EXERCISE INSTRUCTIONS>
a) Reproduce the stretch of the passage on article L. 336-3 from "Art. L. 336-3." through "Code), where required.".
b) According to the passage on article L. 336-3, in which cases can no sanction be taken against the access holder?

PROVIDED PASSAGE>

At the end of a certified evaluation procedure, and taking into consideration conformity with the specifications set out in the previous paragraph and their effectiveness, the High Authority will issue a list certifying the security software whose use will validly exonerate the access holder (internet user!) from their responsibility under the terms of article L. 336-3. This certification will be periodically revised.
Mmmh. So what the law intends is to set up a meeting between consultation with security software vendors, antipiracy organizations and ISPs to decide what software you need to install on your machine, so that they can be sure that you behave yourself. If you don’t fancy installing their device, then you’ll just have to swallow any liability consequent to someone else using your machine or accessing your connection.
Art. L. 336-3. – The access holder to an online service of communication to the public ( internet!) or electronic communications is obliged to ensure that thus access is not used for purposes of reproduction, display, making available, or communication to the public, of works protected by copyright or a neighboring right, without the authorisation of the holders of those rights set out in books 1 and 2 (of the Intellectual Property Code), where required.
Failure to satisfy the obligation set out in the preceding paragraph can result in a punishment according to the conditions defined by article L. 331-25.
No sanction can be taken regarding the access holder in the following cases:
1° If the access holder (internet user!) installed on of the security systems appearing on the list mentioned in the second paragraph of article L. 331-30;
2° If the attack on the rights set out in the first paragraph of the present article is the work of a person who has fraudulently used the access to the online communication service;
3° In case of force majeure.
The failure of the access holder to the obligation defined in the first paragraph will not have the effect of imposing criminal liability.
Apart from finding the last paragraph a bit puzzling – the list of exceptions exempts from all liability, the coda refers only to criminal liability – and the language atrocious, it’s obvious the whole framework is mad and unacceptable. Imposing such strict liability unless users agree to install spyware, almost certainly connected to remote databases, is intrusive as well as dangerous.

INFORMATION SUPPLIED>
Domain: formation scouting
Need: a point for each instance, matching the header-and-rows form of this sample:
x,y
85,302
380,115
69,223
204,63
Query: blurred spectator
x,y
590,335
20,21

RESPONSES>
a)
Art. L. 336-3. – The access holder to an online service of communication to the public ( internet!) or electronic communications is obliged to ensure that thus access is not used for purposes of reproduction, display, making available, or communication to the public, of works protected by copyright or a neighboring right, without the authorisation of the holders of those rights set out in books 1 and 2 (of the Intellectual Property Code), where required.

b)
- The access holder installed one of the security systems on the list mentioned in the second paragraph of article L. 331-30.
- The attack on the rights set out in the first paragraph of the article is the work of a person who fraudulently used the access to the online communication service.
- Force majeure.